- [Exercise brief]: Your answer needs to include each line of the records in which the string "green" can be found.

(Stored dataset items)
━━━━━━━━

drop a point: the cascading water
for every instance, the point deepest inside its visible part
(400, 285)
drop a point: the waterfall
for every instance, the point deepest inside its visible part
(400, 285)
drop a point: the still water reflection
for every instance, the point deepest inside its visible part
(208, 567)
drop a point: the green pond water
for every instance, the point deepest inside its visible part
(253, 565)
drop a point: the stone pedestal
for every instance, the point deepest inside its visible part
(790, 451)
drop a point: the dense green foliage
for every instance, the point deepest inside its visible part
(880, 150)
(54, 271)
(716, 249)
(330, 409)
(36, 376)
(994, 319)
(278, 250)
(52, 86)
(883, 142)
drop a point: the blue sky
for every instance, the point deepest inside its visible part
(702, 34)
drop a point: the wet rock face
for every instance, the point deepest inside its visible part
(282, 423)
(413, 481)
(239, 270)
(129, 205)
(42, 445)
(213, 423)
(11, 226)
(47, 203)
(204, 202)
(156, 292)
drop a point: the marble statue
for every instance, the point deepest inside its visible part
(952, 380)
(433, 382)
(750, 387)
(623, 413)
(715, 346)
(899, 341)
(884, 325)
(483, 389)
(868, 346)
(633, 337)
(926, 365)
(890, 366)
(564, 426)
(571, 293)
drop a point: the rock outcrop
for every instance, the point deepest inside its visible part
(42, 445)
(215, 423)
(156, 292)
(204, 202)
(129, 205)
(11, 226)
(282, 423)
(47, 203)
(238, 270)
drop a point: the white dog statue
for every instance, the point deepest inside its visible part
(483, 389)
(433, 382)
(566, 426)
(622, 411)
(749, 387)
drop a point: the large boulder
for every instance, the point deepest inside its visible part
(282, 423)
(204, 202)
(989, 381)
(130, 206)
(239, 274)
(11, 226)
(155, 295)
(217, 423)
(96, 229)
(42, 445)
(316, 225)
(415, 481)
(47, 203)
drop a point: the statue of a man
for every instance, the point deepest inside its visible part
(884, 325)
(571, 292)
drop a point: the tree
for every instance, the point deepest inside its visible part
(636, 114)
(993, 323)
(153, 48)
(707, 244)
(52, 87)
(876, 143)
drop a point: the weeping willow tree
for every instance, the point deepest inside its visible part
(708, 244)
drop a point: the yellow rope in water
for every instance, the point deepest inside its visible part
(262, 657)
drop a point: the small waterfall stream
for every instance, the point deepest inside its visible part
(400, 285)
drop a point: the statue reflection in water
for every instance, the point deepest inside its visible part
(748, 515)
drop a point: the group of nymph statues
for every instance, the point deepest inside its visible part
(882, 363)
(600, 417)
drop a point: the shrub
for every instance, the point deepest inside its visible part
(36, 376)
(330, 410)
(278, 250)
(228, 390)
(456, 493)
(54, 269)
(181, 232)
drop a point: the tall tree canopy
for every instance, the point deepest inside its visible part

━━━━━━━━

- [Exercise solution]:
drop a point: the green pond water
drop a point: the dense green foliage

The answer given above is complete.